* Begin PROVIDED DATA *
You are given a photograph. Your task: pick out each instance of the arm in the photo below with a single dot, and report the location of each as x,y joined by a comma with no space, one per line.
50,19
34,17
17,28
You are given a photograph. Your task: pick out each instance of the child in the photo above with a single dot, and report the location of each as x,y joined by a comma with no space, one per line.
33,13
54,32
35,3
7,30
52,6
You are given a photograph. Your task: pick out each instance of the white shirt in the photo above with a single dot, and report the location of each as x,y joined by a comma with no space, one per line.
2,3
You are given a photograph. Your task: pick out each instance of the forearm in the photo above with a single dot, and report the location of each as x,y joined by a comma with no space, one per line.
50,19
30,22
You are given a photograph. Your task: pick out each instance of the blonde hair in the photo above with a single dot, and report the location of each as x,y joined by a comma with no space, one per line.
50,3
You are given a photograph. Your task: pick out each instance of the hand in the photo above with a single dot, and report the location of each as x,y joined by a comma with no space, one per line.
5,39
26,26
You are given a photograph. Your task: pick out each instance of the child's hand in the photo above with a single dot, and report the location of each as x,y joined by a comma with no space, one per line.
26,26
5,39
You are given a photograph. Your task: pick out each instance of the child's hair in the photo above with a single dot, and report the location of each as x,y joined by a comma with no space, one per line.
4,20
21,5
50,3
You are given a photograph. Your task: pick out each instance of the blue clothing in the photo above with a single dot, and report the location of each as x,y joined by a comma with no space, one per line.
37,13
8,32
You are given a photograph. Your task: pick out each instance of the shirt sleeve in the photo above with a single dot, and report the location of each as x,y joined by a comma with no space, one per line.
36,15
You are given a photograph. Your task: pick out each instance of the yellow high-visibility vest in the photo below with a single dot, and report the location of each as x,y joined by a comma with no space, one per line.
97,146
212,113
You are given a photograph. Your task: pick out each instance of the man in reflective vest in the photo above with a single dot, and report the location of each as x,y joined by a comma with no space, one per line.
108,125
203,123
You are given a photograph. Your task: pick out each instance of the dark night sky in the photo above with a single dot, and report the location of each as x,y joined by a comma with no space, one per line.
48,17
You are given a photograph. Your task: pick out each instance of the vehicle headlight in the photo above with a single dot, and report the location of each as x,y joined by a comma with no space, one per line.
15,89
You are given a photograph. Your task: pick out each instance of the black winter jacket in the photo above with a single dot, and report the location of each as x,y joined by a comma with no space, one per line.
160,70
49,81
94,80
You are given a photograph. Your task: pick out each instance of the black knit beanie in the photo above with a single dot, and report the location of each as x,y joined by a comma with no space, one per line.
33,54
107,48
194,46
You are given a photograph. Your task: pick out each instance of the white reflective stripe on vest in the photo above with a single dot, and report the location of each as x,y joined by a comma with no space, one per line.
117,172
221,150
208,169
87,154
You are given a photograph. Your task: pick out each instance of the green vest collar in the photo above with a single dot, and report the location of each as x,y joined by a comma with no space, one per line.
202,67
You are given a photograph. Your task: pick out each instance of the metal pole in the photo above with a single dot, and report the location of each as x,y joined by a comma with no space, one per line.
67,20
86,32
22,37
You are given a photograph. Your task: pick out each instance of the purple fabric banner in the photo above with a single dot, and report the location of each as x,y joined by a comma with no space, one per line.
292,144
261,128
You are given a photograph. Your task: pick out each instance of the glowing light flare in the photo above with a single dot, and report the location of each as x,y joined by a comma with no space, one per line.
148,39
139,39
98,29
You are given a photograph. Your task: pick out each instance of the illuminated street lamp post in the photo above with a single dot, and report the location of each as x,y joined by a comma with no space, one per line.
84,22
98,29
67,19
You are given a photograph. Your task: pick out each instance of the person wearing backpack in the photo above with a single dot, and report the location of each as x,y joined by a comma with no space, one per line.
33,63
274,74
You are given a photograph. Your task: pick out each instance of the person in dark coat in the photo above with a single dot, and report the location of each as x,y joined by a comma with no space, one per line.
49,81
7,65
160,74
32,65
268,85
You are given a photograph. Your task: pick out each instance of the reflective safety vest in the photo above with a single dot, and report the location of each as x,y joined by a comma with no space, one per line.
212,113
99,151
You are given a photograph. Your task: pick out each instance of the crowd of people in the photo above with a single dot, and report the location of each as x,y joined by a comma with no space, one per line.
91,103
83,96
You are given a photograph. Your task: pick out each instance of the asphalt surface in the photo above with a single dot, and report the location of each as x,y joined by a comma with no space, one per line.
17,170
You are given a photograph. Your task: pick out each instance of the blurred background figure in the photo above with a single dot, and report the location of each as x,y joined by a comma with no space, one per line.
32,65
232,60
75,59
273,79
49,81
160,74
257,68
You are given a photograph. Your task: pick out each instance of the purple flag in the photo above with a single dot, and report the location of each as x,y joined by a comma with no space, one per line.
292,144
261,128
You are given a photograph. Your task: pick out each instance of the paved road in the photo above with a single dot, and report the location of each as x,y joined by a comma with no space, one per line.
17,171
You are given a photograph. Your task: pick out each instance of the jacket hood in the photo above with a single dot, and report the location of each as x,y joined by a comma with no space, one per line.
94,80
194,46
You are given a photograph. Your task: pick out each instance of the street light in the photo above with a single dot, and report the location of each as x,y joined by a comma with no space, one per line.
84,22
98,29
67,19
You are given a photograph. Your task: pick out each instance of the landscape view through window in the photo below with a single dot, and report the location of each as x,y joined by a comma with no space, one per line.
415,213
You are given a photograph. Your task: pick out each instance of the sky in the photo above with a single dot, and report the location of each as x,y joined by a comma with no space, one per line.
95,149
* End PROVIDED DATA *
Please reproduce every line of the material word for word.

SOLUTION BELOW:
You are given a photograph. Your task: pick out each instance of the arm in the photo below with a single dot, and report the location of each as x,y joined by a comma with no space, one per line.
50,19
34,17
17,28
You are given a photograph. Your task: pick out each instance of the child in the photo above with a single dot, and report the location of each as x,y joined by a comma with no space, one per line.
33,13
54,32
35,3
7,30
52,6
You are given a photograph. Your task: pick out each instance of the white shirt in the photo above with a single dot, and report the location of each as x,y joined by a comma with no space, one per line.
2,3
You are given a photograph. Your task: pick out each instance of the forearm in the photo above with a single dot, and report the location of each as x,y joined by a comma with no space, one per line.
50,19
30,22
You are given a photograph. Your task: pick out each instance of the blonde hair in the photo above with a single dot, and report the location of each as x,y joined by a comma with no space, one per line.
50,3
You are given a photograph. Your task: pick out each instance of the hand in the photo above with a single dot, and report the location of each as x,y joined by a comma with no space, one per line.
5,39
26,26
You are given a photograph. Your task: pick out each instance of the child's hand in the photo above with a single dot, and report the location of each as x,y joined by a comma with no space, one per line.
26,26
5,39
You are given a photograph. Your task: pick out each instance of the child's hair in the photo above with a single dot, and report the location of each as x,y joined by a comma with no space, one per line.
4,20
21,5
50,3
You are given a photograph. Your task: pick out each instance of the blue clothing in the photo above with a single dot, and report the location of each as x,y joined by a comma with no space, one per line.
37,13
8,32
You are given a photograph. Your task: pick out each instance of the shirt sleeve in the photo above with a single dot, and report the location of each as x,y joined by a comma with no space, one per line.
36,15
You are given a photograph. Your task: pick out each instance of the yellow high-visibility vest in the photo below with a single dot, and report the location of each as x,y joined by a comma with no space, one per line.
97,146
212,113
You are given a photograph. Your task: pick out each instance of the man in reflective vest in the photo above with a single dot, and report the location of each as x,y joined by a comma with no space, one per line.
108,125
203,123
You are given a photograph. Your task: pick out each instance of the dark night sky in the photo above with a single dot, and report the location of each as x,y joined by a comma with no space, one per line.
48,17
You are given a photograph. Your task: pick out each instance of the vehicle headlight in the photo above with a single dot, and report the location of each as x,y joined by a comma with no space, one per line.
15,89
You are given a photograph. Your task: pick out each instance of the black winter jacket in the photo above with a single dot, and report the location of each as x,y joined by a comma with no space, one per line.
160,70
49,81
94,80
You are given a photograph. Your task: pick out each instance of the black knit beanie in the photo above with a single dot, and report the location of each as x,y joined by a comma with no space, one per line.
33,54
107,48
194,46
You are given a photograph. Your task: pick out each instance of the white reflective stripe on vest in the photo above with a single dot, and report the location of each as x,y joined by a comma with no space, one per line.
117,172
221,150
208,169
87,154
You are given a photograph. Your task: pick out each instance of the green vest collar in the photo above with a single dot, and report the location of each as x,y joined by a comma with no space, one per line.
202,67
You are given a photograph. Your task: pick out each instance of the metal pole in the photo above with a single dot, and report the location of each as x,y joined by a comma with no space, one per line.
67,20
86,32
22,37
You are given a photograph. Your task: pick out each instance of the purple fabric banner in the photo above with a single dot, and report the location of each as x,y joined by a comma with no space, one per line.
292,144
261,128
You are given a photograph. Your task: pick out each instance of the glowing light flare in the photo above with a single dot, and report the location of each as x,y joined by a comma with no space, one per line.
148,39
139,39
98,29
You are given a photograph. Your task: pick out each instance of the illuminated street lamp post in the photo above with a single dot, and report the location of each as x,y joined by a comma with no space, one per line.
84,22
98,29
67,19
You are given a photograph. Your task: pick out each instance of the person wearing backpack in the photo above with a single dot, and report the location of each as x,y joined by a comma with no space, one per line.
33,63
274,74
You are given a photograph. Your task: pick out each instance of the person in dark coat in the photo above with a single dot, and report the location of each as x,y joined by a comma with no space, one per line.
49,81
7,65
160,74
32,65
268,85
You are given a photograph. Your task: pick out each instance of the reflective safety vest in the photo above with a single dot, and report the location of each as x,y joined by a comma with no space, one per line.
212,113
99,151
You are given a photograph. Your task: pick out each instance of the crowd of people in the photo above with a single dot, and report the location of each as x,y joined by a comma with no space, one per line.
91,103
83,96
You are given a photograph. Your task: pick out each instance of the asphalt surface in the photo above with a single dot, and report the location of each as x,y joined by a comma with no space, one per line.
17,170
You are given a photograph. Your task: pick out each instance of the blurred background figure in the photo above with a single dot, and report the location of each as x,y joined by a comma with no space, one per line.
32,65
232,60
75,59
273,79
49,81
160,74
257,68
You are given a photograph. Your task: pick out each instance of the purple flag in the photo above with a single dot, and report the location of each as x,y joined by a comma with no space, one per line.
292,144
261,128
You are given a photograph. Your task: pick out each instance of the paved road in the photo above with a single dot, and report the location of each as x,y joined by a comma with no space, one per line.
17,171
You are given a photograph. Your task: pick out each instance of the jacket hood in the photo above with a single dot, and report the location of each as x,y joined by a comma with no space, one per line.
94,80
194,46
You are given a photograph. Your task: pick out each instance of the street light in the photo above with a single dot, and report the location of each as x,y joined by a comma with no space, one per line.
84,22
98,29
67,19
You are given a photograph. Your task: pick out each instance of the landscape view through window in the photo below with a single dot, and report the location of each as x,y joined by a comma with no space, one per line.
415,213
You are given a photograph. Your task: pick out each instance of the sky in the photo above with a single dot, and report the location of each as x,y joined by a comma with no space, one per line.
95,149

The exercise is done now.